### EXCERPT PROVIDED ###

>> Atheists, what is your basis for attacking the word of the Bible?
Not an Atheist. I believe in a God. It might even be your God. But I can't stand your Bible or your churches. So I'm happy to field this one. Here goes:
Your Bible claims things which I find morally objectionable are right and proper.
I do not believe it is appropriate to crucify one good man because a million others are wicked.
I do not believe an omnipotent god would need his son's help to forgive the sins of mankind.
I do not believe an all-loving father would punish his finitely rebellious children by burning them infinitely.
I do not believe that the son should inherit his father's "original sin", thus dooming the entire human race for one man's mistake. I'd like my shot at the garden to not eat the magic apple. Then again, were I there I'd ask more questions about the instant I was forbidden from eating it, until I was satisfied about its properties and not so easily deluded by a snake that God must have known about.
Your bible claims things as fact which the evidence God left in the physics of the universe as his signature on creation for us to find flatly contradict.
I do not believe the Earth was created in six days. God has placed evidence of millions of years of history in the ground, and was kind enough to make living creatures prefer a certain isotope of Carbon which makes it easy to find out roughly when they lived.
I do not believe that plants were created before the Sun. The evidence God left in physics suggests that planets form as the remnants of stars being born, and that the Earth was a molten ball of fiery liquid metal for a very long time after the Sun was created. Plants would have to wait.
I do not believe time began 6,000 years ago. While it is possible that God has planted fake evidence to deceive us into believing the universe is older than it is, I see no reason he would prefer this to revealing the truth of his marvelous creation for us to see firsthand. My God does not lie when he hangs cosmic background radiation in the sky as a birthday certificate for the universe.
I do not believe the Sun and Moon and stars orbit the Earth. By watching the position of the stars through the heavens as our seasons change, we notice that they wobble back and forth and rotate at night. We deduced we must be moving, and that perhaps the Sun is fixed in place. Later we discover not even the Sun is fixed in place, and we are all whizzing marvelously at cosmic speeds through an intricate gravitational ballet with trillions of other dancers. Is that not a better creation? Then we used that knowledge to launch a rocket to the Moon, and it was where we thought it would be when we got there.
I do not believe the world is flat. A long time ago, a mathematician studied how the shadows of two distant towers changed. After studying the distance between them and the differences in the lengths of the shadows, he estimated not only the spherical diameter of the Earth but the distance to the Sun, and was nearly correct on both counts.
I do not believe the entire human population comes from two common spontaneously created perfectly formed ancestors. We have too much genetic diversity to account for that limited a gene pool at that period in our history.

###

- TASK ITEM:
Write out the reply about the Bible word for word, from "Not an Atheist." to "burning them infinitely.".

### EXCERPTED DATA ###

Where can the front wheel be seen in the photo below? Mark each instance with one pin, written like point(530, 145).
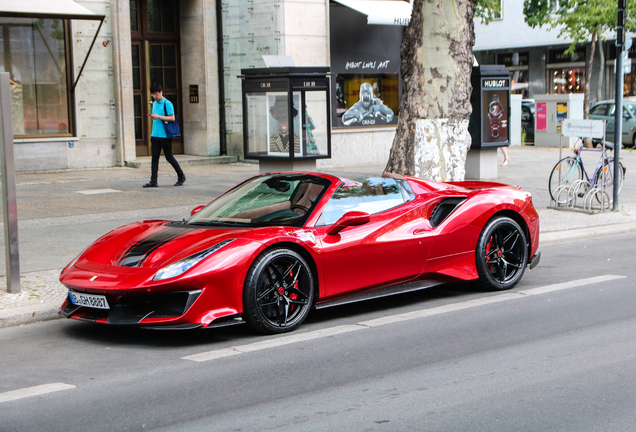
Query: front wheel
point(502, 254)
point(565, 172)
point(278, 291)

###
### EXCERPTED DATA ###

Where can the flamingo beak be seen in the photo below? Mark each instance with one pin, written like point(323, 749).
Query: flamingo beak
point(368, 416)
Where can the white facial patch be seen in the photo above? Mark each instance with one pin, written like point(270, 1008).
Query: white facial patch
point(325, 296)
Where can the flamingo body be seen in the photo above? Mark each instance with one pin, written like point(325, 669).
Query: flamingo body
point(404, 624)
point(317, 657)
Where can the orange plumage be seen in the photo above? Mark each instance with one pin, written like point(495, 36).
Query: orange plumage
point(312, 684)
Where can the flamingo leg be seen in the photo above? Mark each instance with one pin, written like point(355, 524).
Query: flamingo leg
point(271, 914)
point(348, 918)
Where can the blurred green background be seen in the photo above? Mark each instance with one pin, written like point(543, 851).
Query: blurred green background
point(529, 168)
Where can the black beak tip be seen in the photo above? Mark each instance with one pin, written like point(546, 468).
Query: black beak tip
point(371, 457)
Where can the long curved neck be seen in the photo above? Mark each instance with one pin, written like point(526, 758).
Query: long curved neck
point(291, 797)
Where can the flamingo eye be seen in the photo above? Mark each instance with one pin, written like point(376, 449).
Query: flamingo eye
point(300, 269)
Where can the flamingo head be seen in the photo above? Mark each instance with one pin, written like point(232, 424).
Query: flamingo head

###

- WRITTEN SOLUTION:
Not an Atheist. I believe in a God. It might even be your God. But I can't stand your Bible or your churches. So I'm happy to field this one. Here goes:
Your Bible claims things which I find morally objectionable are right and proper.
I do not believe it is appropriate to crucify one good man because a million others are wicked.
I do not believe an omnipotent god would need his son's help to forgive the sins of mankind.
I do not believe an all-loving father would punish his finitely rebellious children by burning them infinitely.